#### Request
Look for the line containing "the white parchment" in the listing below. Retype that line and every subsequent line through the last one, and only those.

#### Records
· · · ·
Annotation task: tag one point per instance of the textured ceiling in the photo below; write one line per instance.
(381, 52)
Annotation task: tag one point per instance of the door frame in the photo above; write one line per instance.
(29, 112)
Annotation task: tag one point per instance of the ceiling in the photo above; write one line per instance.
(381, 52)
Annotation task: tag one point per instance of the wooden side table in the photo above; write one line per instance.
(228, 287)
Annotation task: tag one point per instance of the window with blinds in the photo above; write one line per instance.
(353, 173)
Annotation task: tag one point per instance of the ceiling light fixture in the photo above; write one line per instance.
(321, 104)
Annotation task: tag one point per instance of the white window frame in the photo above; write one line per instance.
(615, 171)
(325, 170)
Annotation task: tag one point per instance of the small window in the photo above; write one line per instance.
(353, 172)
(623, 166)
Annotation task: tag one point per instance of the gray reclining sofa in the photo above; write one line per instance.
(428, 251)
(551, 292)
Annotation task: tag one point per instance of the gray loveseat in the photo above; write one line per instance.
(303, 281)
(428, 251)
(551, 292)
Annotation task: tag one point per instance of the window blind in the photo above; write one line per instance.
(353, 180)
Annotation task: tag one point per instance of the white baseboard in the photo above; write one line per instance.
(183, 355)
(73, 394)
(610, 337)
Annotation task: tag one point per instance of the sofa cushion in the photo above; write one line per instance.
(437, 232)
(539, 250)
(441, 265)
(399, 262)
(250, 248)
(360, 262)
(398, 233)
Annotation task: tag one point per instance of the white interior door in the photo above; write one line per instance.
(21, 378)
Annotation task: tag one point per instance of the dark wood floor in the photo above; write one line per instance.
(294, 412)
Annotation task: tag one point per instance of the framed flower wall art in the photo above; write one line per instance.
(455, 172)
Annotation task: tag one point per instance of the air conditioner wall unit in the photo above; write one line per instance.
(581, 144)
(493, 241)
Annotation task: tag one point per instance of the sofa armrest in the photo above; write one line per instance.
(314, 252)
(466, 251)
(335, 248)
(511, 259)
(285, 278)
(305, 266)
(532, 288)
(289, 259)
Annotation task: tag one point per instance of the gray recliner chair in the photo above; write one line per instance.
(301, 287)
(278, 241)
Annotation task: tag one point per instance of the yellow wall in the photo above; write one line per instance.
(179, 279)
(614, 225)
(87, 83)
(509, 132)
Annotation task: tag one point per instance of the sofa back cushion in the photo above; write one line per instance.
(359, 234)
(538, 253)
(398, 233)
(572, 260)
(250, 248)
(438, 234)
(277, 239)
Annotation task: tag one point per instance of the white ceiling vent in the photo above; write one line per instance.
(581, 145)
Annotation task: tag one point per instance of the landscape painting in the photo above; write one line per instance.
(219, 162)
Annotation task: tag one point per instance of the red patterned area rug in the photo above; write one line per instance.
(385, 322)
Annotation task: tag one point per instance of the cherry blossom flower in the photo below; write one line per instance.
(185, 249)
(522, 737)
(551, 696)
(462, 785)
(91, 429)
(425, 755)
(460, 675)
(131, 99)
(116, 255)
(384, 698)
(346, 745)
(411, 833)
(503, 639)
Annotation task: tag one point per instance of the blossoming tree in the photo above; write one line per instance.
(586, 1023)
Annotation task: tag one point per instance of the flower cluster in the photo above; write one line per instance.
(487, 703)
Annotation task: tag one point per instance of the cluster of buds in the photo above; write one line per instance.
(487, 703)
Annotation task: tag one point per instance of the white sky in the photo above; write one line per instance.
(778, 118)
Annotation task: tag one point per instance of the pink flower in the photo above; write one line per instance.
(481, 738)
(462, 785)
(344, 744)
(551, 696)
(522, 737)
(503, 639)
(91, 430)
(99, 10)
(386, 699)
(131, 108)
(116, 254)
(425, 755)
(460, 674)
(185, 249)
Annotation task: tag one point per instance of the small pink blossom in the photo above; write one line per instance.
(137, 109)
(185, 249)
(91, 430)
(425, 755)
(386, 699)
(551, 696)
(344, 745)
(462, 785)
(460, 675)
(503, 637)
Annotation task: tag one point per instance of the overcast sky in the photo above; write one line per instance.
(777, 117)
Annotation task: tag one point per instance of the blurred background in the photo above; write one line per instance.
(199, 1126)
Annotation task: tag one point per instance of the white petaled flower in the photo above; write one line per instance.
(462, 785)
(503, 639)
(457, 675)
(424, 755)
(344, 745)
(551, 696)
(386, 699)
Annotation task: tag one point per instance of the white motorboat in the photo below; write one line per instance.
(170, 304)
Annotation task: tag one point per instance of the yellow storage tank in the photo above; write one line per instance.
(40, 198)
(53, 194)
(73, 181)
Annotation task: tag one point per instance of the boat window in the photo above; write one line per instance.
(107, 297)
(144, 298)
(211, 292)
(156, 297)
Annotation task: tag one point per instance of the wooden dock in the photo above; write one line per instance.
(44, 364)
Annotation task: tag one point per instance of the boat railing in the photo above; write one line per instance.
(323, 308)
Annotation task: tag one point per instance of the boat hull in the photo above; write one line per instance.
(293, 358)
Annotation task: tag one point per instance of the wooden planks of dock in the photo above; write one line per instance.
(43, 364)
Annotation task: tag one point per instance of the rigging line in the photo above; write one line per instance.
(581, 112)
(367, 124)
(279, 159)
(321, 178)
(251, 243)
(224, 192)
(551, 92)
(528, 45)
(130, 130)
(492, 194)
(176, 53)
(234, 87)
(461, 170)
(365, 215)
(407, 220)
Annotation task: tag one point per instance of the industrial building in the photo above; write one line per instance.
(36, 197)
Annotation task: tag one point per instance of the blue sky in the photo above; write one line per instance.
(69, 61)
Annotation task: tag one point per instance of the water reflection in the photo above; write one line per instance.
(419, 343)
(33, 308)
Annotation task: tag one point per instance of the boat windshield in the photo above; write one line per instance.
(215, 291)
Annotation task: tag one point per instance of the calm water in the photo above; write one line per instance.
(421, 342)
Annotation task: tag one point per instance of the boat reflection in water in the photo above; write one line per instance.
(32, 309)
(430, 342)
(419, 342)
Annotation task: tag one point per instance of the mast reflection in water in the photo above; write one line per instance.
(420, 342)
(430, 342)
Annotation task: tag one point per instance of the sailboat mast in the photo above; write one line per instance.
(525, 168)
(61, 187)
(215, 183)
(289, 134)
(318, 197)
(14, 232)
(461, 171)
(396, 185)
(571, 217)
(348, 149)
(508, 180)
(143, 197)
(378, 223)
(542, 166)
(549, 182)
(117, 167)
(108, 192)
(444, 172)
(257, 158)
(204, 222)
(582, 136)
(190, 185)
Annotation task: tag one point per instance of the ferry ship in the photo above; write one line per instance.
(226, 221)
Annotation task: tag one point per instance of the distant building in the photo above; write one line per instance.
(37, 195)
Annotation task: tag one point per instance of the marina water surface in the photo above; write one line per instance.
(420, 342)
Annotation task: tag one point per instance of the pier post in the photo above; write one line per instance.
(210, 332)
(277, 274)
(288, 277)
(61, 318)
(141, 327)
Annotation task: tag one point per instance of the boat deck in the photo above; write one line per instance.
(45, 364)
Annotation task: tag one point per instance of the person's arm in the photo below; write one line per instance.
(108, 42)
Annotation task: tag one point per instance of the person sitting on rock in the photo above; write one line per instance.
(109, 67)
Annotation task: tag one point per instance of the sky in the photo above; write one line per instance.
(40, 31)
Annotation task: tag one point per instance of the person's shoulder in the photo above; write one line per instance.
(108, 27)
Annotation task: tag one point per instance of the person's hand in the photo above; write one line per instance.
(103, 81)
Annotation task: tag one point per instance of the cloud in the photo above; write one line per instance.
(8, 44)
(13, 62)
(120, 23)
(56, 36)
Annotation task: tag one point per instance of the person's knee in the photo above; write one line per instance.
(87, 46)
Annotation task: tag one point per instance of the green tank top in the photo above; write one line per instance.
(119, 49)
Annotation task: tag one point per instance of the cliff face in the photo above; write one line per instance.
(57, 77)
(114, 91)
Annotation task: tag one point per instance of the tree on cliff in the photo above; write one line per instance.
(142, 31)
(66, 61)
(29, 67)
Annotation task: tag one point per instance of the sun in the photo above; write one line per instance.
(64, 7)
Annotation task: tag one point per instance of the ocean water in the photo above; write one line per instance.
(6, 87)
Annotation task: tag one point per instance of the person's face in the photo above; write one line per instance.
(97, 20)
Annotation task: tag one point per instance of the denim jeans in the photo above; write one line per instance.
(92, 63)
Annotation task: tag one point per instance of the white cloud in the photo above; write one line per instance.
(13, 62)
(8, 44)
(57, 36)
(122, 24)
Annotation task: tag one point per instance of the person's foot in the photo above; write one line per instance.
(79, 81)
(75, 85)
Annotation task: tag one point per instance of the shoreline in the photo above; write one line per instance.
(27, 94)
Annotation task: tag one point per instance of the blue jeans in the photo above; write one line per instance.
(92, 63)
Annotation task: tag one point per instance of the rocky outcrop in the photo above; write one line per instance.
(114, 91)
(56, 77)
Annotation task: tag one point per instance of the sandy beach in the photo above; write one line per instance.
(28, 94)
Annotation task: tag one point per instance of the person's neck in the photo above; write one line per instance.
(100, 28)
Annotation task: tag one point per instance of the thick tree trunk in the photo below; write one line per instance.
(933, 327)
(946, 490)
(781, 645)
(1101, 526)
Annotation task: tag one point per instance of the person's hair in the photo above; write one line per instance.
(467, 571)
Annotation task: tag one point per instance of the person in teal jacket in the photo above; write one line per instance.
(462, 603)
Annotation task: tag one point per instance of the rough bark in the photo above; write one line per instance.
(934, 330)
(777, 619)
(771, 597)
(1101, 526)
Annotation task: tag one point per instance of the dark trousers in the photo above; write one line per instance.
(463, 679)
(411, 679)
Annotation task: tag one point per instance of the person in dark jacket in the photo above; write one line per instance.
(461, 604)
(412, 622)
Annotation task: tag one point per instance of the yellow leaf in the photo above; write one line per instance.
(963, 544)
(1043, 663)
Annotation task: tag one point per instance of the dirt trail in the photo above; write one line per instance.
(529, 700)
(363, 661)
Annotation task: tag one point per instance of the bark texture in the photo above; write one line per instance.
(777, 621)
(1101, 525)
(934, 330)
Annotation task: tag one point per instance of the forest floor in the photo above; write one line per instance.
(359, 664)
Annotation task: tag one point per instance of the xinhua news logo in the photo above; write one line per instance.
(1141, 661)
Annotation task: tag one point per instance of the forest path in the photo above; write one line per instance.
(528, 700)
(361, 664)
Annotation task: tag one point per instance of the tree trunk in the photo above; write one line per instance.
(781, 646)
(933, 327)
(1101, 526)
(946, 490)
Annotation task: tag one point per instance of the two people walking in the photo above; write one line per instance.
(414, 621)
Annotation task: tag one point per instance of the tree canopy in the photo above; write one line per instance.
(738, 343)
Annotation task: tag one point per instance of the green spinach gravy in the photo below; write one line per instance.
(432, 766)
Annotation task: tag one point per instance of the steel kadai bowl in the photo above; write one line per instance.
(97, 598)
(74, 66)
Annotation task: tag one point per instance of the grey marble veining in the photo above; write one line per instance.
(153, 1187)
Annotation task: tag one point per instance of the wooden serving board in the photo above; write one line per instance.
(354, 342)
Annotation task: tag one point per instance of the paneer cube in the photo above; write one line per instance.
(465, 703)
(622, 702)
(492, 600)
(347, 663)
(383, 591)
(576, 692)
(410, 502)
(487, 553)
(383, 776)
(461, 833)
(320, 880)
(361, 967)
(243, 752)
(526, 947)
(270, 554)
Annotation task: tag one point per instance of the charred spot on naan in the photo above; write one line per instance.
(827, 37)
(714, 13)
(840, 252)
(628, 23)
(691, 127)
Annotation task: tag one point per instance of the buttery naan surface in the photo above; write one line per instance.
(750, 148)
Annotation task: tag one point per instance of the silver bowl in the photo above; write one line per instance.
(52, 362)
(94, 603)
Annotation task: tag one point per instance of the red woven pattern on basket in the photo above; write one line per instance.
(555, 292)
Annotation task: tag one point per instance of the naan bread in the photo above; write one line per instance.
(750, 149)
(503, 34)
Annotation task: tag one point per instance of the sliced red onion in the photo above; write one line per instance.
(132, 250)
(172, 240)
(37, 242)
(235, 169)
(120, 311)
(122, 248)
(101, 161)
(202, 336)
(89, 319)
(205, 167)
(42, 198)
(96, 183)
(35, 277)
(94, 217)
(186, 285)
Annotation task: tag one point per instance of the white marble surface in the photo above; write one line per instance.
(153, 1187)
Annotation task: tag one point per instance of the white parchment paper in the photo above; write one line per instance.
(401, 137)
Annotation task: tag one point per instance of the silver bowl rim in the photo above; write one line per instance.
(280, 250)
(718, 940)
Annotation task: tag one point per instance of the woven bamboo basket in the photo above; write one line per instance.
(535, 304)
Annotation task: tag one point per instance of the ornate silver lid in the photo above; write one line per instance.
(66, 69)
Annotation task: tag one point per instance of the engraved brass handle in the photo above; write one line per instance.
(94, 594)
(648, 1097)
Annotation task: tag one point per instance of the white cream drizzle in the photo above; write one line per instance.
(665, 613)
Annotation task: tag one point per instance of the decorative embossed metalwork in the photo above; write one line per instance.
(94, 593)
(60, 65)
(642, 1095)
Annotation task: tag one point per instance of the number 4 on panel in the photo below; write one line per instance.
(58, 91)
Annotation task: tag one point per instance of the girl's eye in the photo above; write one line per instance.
· · · ·
#### Output for this task
Annotation task: tag one point per instance of the white parchment paper in the photo above; write one line per instance.
(401, 137)
Annotation task: tag one point per instance of the silver bowl rim in the photo above; write one line per instance.
(280, 250)
(718, 940)
Annotation task: tag one point per instance of the woven bamboo basket in the photo above; write one line per instance.
(535, 304)
Annotation task: tag one point per instance of the ornate silver lid in the photo above; write one line per instance.
(66, 69)
Annotation task: tag one point per instance of the engraved brass handle in the photo above; write one line per instance.
(94, 594)
(648, 1097)
Annotation task: tag one point per instance of the white cream drizzle in the photo above; write one line per instance.
(665, 613)
Annotation task: tag one point per instance of the decorative embossed metalwork in the photo above; write one line per instance.
(94, 593)
(60, 65)
(642, 1095)
Annotation task: tag one point per instance of the number 4 on panel in the photo below; write one line per instance.
(58, 91)
Annotation task: tag one point per instance of the girl's eye in the photo above; write one line per instance.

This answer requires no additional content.